▶ _Short exercise_
Recast the data, from the line containing "wing? Indicate one point per instance." through the end of the data, as a Markdown table with the columns Row and Line. Give each line its row number, leave out blank lines, and include no other lines.

▶ _Data for processing_
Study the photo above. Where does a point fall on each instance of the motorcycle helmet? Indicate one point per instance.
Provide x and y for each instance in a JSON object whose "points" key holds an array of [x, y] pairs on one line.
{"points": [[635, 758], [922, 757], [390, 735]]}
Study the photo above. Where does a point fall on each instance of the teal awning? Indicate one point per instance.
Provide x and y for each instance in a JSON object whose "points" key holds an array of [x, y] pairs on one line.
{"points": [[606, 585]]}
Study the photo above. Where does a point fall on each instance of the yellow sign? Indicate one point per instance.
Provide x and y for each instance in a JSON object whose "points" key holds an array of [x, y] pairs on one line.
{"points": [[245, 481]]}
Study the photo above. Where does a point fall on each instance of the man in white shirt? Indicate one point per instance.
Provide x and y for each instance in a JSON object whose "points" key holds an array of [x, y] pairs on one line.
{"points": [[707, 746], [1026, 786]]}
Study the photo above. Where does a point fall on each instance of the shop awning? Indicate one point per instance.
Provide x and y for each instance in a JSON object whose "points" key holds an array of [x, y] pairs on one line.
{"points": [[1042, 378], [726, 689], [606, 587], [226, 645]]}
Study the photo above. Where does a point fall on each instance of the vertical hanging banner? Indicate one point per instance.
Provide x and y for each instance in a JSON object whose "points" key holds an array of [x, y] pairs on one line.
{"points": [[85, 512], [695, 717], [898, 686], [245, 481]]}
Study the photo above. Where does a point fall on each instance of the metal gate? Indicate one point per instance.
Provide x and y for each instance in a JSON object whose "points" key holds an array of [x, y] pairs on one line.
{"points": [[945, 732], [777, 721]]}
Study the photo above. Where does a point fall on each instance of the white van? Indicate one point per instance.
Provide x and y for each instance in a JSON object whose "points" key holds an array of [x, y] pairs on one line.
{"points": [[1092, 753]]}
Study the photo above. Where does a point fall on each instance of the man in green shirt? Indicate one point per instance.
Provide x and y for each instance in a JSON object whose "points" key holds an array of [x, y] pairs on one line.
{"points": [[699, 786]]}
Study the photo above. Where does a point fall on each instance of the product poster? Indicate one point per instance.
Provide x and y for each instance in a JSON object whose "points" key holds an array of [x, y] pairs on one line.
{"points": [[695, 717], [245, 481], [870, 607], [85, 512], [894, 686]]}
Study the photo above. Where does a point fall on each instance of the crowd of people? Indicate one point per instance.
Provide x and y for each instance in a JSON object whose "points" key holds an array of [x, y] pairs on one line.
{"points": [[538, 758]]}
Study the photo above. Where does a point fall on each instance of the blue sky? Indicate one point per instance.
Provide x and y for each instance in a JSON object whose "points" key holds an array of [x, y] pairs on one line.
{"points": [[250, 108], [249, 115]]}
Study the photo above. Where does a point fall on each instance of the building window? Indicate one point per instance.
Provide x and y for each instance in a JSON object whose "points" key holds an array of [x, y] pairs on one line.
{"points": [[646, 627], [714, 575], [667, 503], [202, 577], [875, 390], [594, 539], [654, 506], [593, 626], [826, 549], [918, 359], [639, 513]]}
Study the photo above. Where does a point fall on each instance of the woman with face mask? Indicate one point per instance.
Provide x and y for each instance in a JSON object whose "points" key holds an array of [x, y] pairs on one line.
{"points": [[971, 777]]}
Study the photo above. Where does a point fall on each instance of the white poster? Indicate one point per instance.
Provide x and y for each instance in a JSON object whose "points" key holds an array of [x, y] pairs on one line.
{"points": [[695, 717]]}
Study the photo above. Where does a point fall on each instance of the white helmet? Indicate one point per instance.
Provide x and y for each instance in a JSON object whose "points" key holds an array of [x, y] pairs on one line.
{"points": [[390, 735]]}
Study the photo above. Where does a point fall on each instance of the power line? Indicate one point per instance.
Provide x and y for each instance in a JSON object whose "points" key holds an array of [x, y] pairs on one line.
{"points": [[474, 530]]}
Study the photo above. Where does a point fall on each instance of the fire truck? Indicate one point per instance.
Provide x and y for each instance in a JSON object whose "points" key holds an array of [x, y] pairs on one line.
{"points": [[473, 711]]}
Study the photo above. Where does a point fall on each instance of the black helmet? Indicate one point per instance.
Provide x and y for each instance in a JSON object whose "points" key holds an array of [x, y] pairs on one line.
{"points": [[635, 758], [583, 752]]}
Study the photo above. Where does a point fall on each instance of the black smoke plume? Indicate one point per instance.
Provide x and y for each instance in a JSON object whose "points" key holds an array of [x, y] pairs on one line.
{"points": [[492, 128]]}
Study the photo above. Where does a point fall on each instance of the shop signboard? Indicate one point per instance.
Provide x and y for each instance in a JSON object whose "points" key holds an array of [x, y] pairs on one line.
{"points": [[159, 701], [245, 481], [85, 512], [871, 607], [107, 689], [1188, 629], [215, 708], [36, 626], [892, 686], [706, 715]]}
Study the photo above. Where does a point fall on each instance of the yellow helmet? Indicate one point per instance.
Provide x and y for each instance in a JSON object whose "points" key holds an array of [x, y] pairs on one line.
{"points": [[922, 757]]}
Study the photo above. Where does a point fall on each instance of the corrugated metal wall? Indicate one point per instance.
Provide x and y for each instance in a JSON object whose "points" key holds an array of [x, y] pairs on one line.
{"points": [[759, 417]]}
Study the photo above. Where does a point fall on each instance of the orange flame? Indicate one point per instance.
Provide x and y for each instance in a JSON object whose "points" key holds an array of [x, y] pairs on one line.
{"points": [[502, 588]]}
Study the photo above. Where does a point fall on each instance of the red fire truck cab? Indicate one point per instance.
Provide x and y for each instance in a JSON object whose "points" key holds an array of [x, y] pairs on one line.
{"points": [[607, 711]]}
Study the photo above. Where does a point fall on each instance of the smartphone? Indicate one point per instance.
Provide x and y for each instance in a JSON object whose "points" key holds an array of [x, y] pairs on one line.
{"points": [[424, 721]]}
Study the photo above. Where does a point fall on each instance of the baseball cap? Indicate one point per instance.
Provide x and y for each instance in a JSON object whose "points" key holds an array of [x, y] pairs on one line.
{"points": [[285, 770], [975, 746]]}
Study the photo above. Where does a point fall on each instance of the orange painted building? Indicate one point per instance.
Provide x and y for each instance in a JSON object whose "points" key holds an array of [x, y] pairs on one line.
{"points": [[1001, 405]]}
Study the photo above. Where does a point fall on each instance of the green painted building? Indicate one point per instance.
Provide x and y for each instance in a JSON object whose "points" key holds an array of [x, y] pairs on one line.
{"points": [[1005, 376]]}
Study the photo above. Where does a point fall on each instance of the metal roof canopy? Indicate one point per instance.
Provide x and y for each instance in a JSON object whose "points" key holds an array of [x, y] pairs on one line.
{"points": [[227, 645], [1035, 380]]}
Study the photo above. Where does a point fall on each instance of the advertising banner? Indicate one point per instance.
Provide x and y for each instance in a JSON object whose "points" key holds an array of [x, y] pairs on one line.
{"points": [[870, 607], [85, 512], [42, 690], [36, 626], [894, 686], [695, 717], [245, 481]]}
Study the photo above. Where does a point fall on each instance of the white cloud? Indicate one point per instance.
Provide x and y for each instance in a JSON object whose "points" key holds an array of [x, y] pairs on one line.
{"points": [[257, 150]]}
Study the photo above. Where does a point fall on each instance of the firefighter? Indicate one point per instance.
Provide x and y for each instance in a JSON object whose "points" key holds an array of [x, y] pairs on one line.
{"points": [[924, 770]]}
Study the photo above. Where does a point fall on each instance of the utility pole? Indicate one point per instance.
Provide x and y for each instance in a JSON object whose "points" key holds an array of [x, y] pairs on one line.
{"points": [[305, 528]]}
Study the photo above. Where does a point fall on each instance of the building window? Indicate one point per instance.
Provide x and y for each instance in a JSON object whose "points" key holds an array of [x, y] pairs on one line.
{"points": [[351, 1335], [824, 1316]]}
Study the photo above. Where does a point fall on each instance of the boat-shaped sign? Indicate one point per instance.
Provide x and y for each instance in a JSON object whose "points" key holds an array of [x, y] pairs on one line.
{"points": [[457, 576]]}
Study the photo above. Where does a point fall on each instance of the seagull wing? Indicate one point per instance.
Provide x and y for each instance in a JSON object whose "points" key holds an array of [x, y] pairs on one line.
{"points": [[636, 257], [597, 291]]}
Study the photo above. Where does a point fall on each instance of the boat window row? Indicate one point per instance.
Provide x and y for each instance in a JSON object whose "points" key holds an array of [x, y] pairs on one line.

▶ _Complete output_
| Row | Line |
|---|---|
| 1 | Study the photo above. Where does a point fall on each instance of the seagull wing? Indicate one point per instance. |
| 2 | Provide x and y for each instance in a JSON object whose "points" key holds an array of [x, y] pairs on one line. |
| 3 | {"points": [[636, 257], [597, 291]]} |
| 4 | Study the photo above. Where does a point fall on each instance of the boat window row? Indicate one point per instance. |
| 5 | Provide x and y for each instance in a JSON object whose "points" key holds an array of [x, y] pairs on one line. |